Le fondateur de la société de prothèses mammaires PIP, Jean-Claude Mas, le 17 janvier 2001 |
Visé en France par deux enquêtes judiciaires, pour "tromperie aggravée" et "homicides involontaires", Jean-Claude Mas, 72 ans, "ne souhaite pas s'exprimer" publiquement "par respect pour la souffrance" des femmes qui portent ces implants en silicone potentiellement défectueux, a assuré Me Yves Haddad.
Présenté par ses anciens employés comme une espèce de "professeur Nimbus" -personnage de bande dessinée devenu le prototype du savant farfelu- il ne nie pas avoir utilisé un gel de silicone non agréé par les autorités sanitaires pour fabriquer ses implants commercialisés en France, aux Pays-Bas, en Italie, au Venezuela, au Brésil ou encore en Argentine.
"Pourquoi a-t-il fait cela ? Parce que c'était moins cher. C'est peut-être honteux mais c'est comme ça", a expliqué sans détour Me Haddad.
Il affirme cependant que le produit ne présentait aucun danger pour la santé des centaines de milliers de femmes qui se sont fait poser ces prothèses. En mars 2010, l'agence française de sécurité sanitaire a ordonné leur retrait du marché. Le gel industriel frelaté qui remplaçait frauduleusement le gel médical initialement déclaré est soupçonné d'être à l'origine d'un taux anormal de ruptures de la prothèse.

Consigne détaillée
Recopiez fidèlement, dans l'article sur les prothèses PIP, tout le passage qui va des mots "Le fondateur de" jusqu'aux mots "encore en Argentine.", bornes incluses.

Données extraites

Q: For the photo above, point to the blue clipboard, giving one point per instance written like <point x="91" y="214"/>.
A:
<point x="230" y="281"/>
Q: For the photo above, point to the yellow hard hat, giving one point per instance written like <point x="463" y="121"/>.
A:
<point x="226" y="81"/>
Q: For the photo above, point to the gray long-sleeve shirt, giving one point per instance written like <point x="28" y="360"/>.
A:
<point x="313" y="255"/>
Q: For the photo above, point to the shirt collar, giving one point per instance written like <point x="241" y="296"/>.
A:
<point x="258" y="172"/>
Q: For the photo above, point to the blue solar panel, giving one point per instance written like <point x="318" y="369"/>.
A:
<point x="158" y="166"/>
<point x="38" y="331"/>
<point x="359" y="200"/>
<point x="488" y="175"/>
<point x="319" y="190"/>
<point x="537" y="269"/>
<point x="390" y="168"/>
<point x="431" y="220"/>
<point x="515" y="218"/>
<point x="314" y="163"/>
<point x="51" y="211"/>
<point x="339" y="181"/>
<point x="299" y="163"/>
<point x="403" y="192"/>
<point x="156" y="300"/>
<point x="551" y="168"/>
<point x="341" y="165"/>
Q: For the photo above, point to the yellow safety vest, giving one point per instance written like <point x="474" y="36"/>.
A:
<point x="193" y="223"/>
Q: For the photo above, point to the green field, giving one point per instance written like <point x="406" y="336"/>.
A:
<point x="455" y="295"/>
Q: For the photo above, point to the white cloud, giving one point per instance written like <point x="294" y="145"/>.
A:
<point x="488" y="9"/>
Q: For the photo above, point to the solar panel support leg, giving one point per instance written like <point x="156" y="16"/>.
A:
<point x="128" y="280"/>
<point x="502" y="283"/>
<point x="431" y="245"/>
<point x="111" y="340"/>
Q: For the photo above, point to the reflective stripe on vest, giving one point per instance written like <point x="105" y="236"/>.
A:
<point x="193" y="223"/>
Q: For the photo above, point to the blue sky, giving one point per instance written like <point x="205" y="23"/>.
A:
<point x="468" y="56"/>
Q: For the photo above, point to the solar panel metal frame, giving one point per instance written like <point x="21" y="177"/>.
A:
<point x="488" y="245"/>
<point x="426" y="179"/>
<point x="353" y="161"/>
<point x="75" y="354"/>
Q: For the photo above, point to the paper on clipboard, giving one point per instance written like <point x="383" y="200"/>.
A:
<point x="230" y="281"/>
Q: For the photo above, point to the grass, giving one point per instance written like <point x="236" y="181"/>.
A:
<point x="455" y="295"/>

Zone de réponse
Le fondateur de la société de prothèses mammaires PIP, Jean-Claude Mas, le 17 janvier 2001 |
Visé en France par deux enquêtes judiciaires, pour "tromperie aggravée" et "homicides involontaires", Jean-Claude Mas, 72 ans, "ne souhaite pas s'exprimer" publiquement "par respect pour la souffrance" des femmes qui portent ces implants en silicone potentiellement défectueux, a assuré Me Yves Haddad.
Présenté par ses anciens employés comme une espèce de "professeur Nimbus" -personnage de bande dessinée devenu le prototype du savant farfelu- il ne nie pas avoir utilisé un gel de silicone non agréé par les autorités sanitaires pour fabriquer ses implants commercialisés en France, aux Pays-Bas, en Italie, au Venezuela, au Brésil ou encore en Argentine.